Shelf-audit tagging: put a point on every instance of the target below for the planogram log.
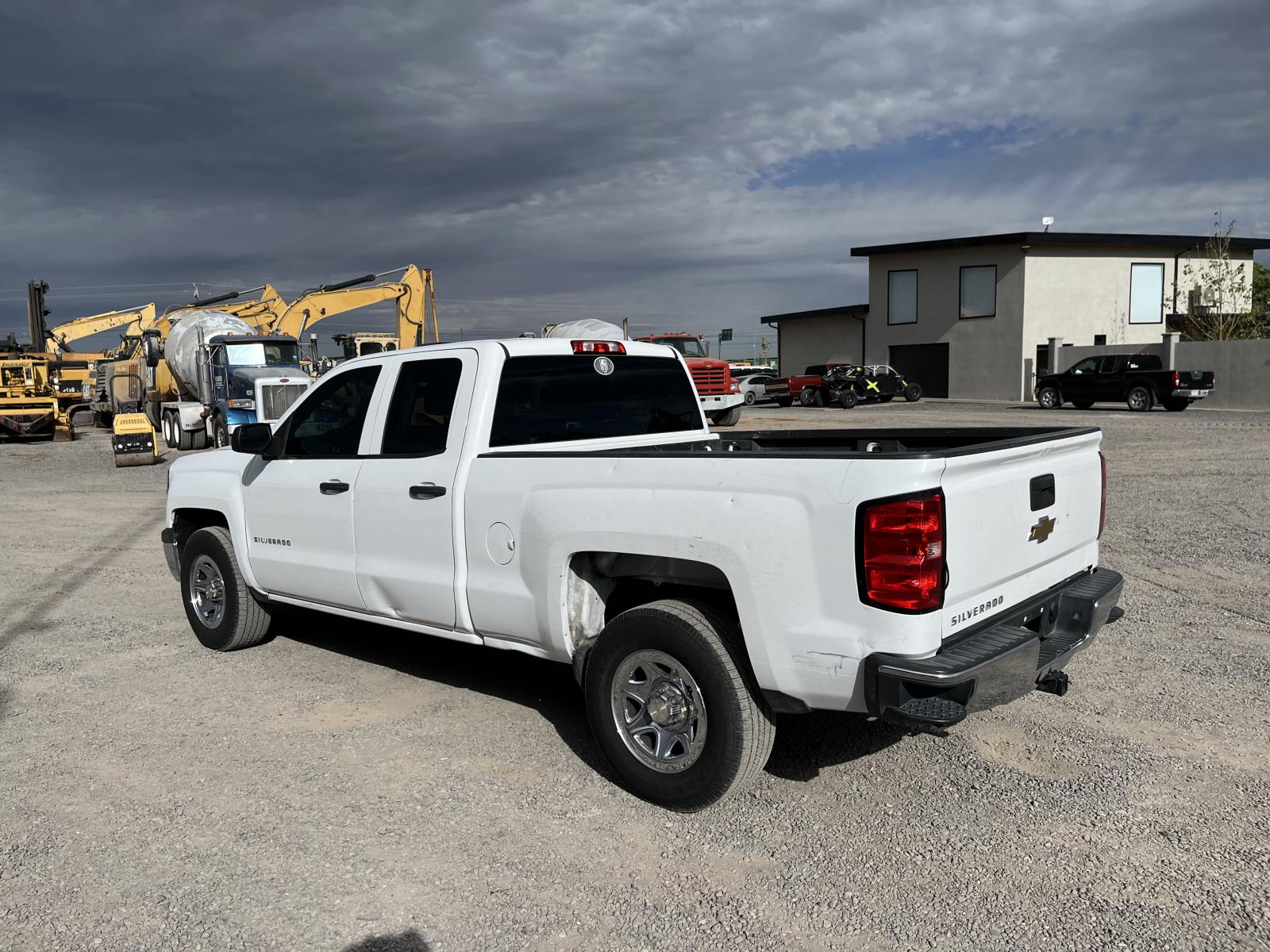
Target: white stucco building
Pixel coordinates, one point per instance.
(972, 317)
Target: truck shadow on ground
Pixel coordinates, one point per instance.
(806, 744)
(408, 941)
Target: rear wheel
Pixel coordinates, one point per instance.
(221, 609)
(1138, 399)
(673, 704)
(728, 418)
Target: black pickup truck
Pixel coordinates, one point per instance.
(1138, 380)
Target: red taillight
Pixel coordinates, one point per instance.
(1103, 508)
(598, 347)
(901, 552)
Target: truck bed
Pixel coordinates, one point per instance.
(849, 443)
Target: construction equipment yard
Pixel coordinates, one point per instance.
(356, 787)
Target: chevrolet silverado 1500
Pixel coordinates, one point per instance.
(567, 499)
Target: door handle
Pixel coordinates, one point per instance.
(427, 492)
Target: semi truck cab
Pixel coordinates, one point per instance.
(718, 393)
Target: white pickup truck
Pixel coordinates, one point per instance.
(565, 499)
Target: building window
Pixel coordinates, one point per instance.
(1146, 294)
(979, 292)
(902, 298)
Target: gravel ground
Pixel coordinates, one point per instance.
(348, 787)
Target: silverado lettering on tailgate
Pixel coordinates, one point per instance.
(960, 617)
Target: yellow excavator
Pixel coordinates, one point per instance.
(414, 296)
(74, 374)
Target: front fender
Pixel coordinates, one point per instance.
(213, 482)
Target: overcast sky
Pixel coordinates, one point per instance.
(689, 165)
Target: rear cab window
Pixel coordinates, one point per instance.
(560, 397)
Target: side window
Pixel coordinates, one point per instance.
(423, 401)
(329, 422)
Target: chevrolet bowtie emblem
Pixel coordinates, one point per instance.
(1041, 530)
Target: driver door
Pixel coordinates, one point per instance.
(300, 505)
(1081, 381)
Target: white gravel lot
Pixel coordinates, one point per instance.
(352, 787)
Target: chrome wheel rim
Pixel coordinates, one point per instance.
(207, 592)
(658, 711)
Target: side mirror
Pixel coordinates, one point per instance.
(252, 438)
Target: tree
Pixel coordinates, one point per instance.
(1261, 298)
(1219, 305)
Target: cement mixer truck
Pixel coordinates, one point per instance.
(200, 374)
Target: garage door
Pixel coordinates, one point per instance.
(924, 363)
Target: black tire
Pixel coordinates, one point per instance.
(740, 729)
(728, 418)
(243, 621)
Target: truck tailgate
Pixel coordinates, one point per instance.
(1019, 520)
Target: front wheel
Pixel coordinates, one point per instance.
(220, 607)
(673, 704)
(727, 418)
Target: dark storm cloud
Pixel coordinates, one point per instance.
..........
## WRITTEN REQUEST:
Recast every line of the items above as a JSON list of strings, one string per line, skipping blank lines and leaving the pictures out.

## TASK ANSWER:
[
  "Shelf-audit tagging: put a point on every instance of the target below for the planogram log.",
  "Target: white stucco building",
  "Pixel coordinates, one point per instance.",
  "(972, 317)",
  "Target: truck shadow on ground",
  "Pixel coordinates, one point per instance.",
  "(806, 744)",
  "(408, 941)",
  "Target: rear wheel",
  "Pixel coordinates, one point per instance.",
  "(221, 609)",
  "(1138, 399)",
  "(673, 704)",
  "(728, 418)",
  "Target: black pickup truck",
  "Pixel coordinates, one point per instance.",
  "(1138, 380)",
  "Target: red taillight",
  "Pixel coordinates, one point per instance.",
  "(1103, 508)",
  "(598, 347)",
  "(901, 552)",
  "Target: truck bed",
  "Pixel coordinates, one point per instance.",
  "(849, 443)",
  "Target: construction equipment yard",
  "Pixel coordinates, one point per instance.",
  "(356, 787)",
  "Target: chevrolet silverado 1500",
  "Pixel coordinates, one point per instance.",
  "(567, 499)",
  "Target: door handle",
  "Pixel coordinates, one point per instance.",
  "(427, 492)",
  "Target: semi truck cab",
  "Pixel coordinates, one point per instance.",
  "(718, 393)",
  "Target: white pickup truck",
  "Pixel coordinates, one point per instance.",
  "(565, 499)",
  "Target: building window",
  "Pixel coordinates, one point per instance.",
  "(1146, 294)",
  "(979, 292)",
  "(902, 298)",
  "Target: gravel ground",
  "Pixel coordinates, one point per instance.",
  "(348, 787)",
  "Target: silverado lettering on tailgate",
  "Pixel coordinates, one point per instance.",
  "(960, 617)",
  "Target: yellow excavator",
  "Pixel coordinates, one point per instance.",
  "(414, 296)",
  "(74, 374)",
  "Target: front fender",
  "Pixel coordinates, one point per instance.",
  "(213, 482)",
  "Target: overcast sky",
  "Pixel coordinates, one point per instance.",
  "(689, 165)",
  "Target: rear cab window",
  "Pixel coordinates, one point per instance.",
  "(560, 397)",
  "Target: side window",
  "Pixel coordinates, one point per instance.",
  "(423, 401)",
  "(329, 422)",
  "Target: chevrolet bowtie emblem",
  "Pixel coordinates, one point per instance.",
  "(1041, 530)",
  "Target: driver door",
  "Pixel coordinates, one point per instance.",
  "(300, 505)",
  "(1081, 381)",
  "Target: white gravel lot",
  "Pixel coordinates, one point per instance.",
  "(352, 787)",
  "Target: chrome wheel rim",
  "Pixel coordinates, one point per instance.",
  "(207, 592)",
  "(658, 711)",
  "Target: side mirror",
  "Pixel coordinates, one point per instance.",
  "(252, 438)",
  "Target: tree",
  "Pixel coordinates, one point per instance.",
  "(1261, 298)",
  "(1219, 305)",
  "Target: cement mixer truck",
  "Pixel coordinates, one point per instance.",
  "(200, 374)",
  "Target: garage door",
  "Pixel coordinates, one point per instance.",
  "(924, 363)",
  "Target: black tire",
  "Pixel coordinates, one point per instance.",
  "(740, 729)",
  "(728, 418)",
  "(243, 621)",
  "Target: truck tailgate",
  "Pixel coordinates, one point per instance.",
  "(1019, 520)",
  "Target: front wheel",
  "Pixel coordinates, one point per instance.",
  "(220, 607)",
  "(673, 704)",
  "(727, 418)",
  "Target: dark storm cloud",
  "Pixel coordinates, one point per instance."
]